Aim of the exercise: Pick out every line of the material that contains the word "spoon", and copy each of those lines in full.

* Start Data provided *

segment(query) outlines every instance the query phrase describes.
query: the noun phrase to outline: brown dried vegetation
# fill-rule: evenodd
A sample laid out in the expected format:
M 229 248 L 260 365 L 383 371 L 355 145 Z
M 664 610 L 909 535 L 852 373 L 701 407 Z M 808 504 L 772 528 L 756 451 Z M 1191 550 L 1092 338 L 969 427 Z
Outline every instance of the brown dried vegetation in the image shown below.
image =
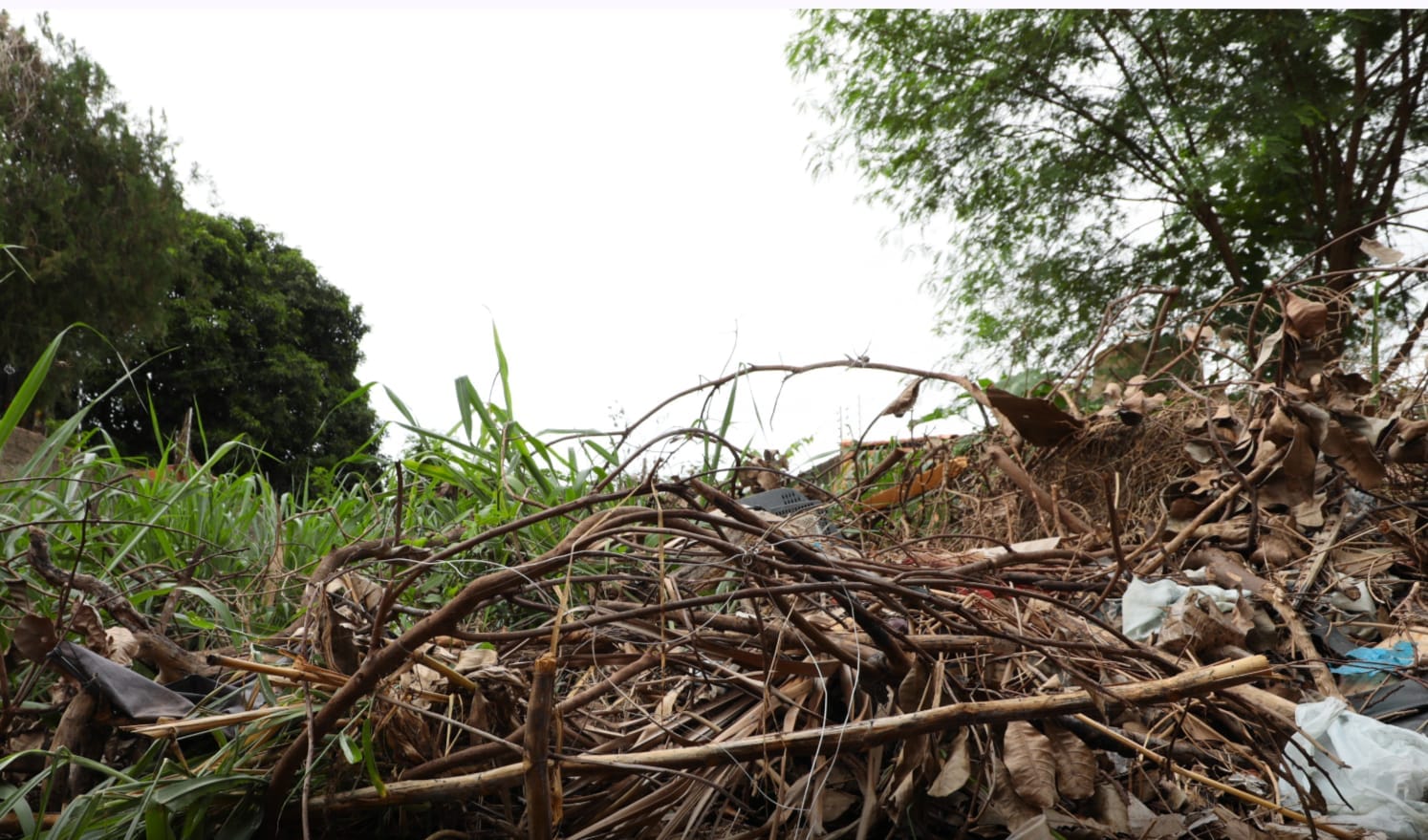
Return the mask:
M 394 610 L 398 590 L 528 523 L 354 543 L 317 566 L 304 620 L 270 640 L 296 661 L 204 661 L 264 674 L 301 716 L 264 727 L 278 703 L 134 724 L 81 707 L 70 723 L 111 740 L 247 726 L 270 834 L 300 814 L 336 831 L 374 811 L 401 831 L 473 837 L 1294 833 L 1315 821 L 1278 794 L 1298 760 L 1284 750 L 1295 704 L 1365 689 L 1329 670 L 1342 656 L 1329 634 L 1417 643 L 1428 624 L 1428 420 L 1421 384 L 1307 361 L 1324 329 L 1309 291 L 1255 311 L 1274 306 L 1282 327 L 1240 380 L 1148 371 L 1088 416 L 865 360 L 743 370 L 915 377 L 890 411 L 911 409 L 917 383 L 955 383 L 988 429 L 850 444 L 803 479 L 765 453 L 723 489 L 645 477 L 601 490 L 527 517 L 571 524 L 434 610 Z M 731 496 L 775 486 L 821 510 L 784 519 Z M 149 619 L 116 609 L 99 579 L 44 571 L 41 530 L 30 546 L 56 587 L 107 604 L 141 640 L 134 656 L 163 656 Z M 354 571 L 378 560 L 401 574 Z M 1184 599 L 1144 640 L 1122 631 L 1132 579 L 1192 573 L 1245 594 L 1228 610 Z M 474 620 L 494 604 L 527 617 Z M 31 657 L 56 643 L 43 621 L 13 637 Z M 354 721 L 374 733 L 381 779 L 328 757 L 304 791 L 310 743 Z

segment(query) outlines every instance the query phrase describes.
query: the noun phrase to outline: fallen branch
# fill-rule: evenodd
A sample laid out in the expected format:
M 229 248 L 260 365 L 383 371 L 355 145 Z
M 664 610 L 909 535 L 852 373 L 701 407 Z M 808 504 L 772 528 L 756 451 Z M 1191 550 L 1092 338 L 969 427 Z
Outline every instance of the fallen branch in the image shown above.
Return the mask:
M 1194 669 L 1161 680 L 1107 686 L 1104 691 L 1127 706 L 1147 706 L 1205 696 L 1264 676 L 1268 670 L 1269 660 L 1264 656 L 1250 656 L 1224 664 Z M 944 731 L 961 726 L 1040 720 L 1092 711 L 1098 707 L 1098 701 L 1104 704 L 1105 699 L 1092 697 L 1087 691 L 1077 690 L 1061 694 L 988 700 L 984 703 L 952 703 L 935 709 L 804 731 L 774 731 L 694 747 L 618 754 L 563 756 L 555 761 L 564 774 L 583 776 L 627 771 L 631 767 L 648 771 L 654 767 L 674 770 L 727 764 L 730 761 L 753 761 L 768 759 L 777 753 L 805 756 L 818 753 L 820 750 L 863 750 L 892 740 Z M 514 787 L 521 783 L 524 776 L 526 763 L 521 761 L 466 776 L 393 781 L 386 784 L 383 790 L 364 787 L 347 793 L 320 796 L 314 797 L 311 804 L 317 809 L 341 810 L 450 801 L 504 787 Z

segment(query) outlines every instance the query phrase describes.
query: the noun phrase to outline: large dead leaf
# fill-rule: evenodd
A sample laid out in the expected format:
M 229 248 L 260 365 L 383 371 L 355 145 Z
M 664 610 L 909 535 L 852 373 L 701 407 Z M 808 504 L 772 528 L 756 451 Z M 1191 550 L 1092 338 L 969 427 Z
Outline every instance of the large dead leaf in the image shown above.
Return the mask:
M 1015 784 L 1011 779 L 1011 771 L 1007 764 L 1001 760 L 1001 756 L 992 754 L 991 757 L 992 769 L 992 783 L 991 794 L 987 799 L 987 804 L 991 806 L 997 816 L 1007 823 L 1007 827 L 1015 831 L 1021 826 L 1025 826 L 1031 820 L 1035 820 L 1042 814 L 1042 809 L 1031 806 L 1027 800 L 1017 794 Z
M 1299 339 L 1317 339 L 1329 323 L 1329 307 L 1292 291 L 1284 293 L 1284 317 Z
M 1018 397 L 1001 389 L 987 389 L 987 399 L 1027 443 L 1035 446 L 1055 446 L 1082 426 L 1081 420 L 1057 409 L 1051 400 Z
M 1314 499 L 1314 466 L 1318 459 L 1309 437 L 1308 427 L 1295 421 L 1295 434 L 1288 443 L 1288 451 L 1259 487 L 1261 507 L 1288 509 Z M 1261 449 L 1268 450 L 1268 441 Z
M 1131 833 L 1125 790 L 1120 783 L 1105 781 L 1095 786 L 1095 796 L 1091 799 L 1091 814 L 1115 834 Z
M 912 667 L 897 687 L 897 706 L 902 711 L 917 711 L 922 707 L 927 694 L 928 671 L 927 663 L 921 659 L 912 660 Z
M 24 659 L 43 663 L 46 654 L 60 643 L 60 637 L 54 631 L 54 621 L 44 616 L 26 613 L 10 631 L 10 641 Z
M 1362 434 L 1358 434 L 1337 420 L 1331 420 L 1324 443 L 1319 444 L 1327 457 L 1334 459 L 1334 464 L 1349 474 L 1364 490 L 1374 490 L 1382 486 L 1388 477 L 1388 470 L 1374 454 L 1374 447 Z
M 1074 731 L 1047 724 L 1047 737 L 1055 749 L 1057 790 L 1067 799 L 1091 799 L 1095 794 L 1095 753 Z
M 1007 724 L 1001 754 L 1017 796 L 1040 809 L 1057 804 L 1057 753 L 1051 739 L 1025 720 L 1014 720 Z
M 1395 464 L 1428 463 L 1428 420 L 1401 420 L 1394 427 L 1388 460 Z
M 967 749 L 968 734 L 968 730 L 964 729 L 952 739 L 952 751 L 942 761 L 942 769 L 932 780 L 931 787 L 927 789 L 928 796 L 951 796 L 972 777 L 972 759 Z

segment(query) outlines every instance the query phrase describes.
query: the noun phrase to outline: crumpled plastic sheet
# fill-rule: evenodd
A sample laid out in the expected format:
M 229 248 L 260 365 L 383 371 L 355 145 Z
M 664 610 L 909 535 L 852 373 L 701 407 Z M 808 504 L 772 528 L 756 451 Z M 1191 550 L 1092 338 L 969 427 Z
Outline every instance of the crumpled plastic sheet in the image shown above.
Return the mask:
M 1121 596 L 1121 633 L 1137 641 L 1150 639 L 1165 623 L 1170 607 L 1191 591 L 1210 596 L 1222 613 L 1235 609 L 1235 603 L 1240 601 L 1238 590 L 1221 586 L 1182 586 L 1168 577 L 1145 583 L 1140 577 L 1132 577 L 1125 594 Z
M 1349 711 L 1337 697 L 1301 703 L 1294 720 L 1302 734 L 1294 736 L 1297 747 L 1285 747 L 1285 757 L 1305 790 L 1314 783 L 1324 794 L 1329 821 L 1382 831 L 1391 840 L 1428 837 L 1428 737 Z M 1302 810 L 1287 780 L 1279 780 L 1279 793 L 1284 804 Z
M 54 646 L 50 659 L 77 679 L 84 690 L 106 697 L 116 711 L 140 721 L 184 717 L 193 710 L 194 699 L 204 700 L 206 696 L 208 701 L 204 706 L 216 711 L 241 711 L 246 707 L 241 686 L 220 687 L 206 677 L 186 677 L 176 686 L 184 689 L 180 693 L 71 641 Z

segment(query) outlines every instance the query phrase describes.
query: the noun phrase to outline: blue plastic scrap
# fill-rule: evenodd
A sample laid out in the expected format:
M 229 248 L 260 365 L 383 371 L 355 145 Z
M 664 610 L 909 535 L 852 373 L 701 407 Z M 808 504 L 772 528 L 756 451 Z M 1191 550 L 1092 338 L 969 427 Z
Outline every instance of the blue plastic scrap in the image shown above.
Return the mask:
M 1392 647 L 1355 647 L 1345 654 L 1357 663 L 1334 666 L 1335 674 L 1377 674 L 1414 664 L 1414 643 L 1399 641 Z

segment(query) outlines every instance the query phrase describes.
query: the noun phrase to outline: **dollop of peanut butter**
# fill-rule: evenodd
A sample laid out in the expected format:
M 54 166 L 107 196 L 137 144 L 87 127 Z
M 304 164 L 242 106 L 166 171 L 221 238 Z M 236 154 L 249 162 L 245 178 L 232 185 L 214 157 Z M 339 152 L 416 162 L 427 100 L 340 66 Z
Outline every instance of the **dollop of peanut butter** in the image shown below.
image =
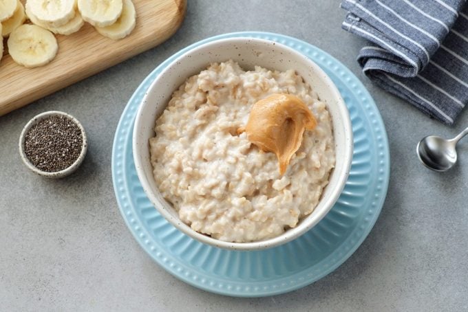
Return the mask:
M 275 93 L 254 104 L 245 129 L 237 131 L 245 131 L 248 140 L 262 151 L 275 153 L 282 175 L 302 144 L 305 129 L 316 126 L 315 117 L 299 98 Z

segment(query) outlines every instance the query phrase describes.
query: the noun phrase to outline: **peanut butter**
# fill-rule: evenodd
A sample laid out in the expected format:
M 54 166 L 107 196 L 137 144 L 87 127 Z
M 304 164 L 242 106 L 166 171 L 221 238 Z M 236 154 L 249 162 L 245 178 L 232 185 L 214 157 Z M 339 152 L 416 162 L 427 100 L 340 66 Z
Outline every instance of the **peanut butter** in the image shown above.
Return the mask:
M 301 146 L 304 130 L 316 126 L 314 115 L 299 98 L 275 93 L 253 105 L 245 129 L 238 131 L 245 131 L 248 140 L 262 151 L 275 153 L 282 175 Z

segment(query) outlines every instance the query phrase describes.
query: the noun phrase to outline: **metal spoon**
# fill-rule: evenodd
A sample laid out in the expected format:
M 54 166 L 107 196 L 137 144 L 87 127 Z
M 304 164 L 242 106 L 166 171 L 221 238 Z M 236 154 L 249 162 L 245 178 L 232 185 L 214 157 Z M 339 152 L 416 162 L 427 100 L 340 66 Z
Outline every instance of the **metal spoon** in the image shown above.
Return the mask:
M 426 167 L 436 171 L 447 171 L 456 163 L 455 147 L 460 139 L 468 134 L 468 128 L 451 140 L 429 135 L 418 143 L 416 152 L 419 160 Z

* End Data provided *

Final result:
query: the noun phrase to outline: **metal spoon**
Outline every instance of the **metal spoon** in the image shown above.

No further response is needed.